What the task asks -> Reproduce word for word the lines of the data below, starting at the line containing "Note to the class: point out every instance of the window" and continuing through the final line of the data, inclusive.
— Begin Records to process —
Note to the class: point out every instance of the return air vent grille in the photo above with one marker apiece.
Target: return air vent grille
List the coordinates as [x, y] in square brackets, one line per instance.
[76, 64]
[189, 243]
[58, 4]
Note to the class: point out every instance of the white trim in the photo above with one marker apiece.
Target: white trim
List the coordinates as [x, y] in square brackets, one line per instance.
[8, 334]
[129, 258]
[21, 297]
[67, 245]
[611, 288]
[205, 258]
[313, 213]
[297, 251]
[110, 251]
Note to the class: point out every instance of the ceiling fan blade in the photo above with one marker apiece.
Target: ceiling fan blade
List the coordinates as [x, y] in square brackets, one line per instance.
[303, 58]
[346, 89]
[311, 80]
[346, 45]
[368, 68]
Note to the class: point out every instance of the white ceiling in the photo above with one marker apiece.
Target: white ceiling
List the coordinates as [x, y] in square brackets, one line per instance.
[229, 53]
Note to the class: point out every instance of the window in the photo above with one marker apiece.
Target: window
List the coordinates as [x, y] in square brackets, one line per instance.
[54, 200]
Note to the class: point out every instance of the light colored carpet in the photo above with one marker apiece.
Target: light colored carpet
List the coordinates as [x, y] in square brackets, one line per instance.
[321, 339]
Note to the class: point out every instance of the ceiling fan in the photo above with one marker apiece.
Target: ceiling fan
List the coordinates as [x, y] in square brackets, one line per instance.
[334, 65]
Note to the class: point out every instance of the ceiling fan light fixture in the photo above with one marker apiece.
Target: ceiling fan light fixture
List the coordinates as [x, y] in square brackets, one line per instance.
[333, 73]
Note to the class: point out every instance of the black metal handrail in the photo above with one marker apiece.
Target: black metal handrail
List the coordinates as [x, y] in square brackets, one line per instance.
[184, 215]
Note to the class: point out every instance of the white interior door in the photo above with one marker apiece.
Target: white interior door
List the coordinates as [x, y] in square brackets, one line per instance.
— End Records to process —
Solved problem ->
Note to the class: point out every instance of the window in the photo above with one marker apiece.
Target: window
List the coordinates as [x, y] in square brackets, one line per instance.
[54, 200]
Note to the class: point out every instance of the light colored carpet in the photo above with one marker apiece.
Target: light colored carpet
List the coordinates as [x, y] in square brackets, one line per instance.
[321, 339]
Note to the class: point out every instance of the ceiling fan in the photo above with one marker apiece.
Target: ceiling fan
List the coordinates as [x, y] in square brackets, one line per instance.
[334, 65]
Note to the class: point out every instance of the ceiling fan light fixture in the photo above with one marker apiece.
Target: ceiling fan light fixture
List the coordinates as [x, y] in square brackets, one line per instance.
[333, 73]
Note to the class: point out every instance of the black metal handrail in the photo above with one marker apiece.
Target: black metal handrail
List the coordinates as [x, y] in square brackets, one line per instance.
[184, 215]
Note to the class: point out every instance of the white interior door in the photo above with one marker apiece.
Target: white interior door
List the coordinates as [x, y] in square brackets, one line per instance.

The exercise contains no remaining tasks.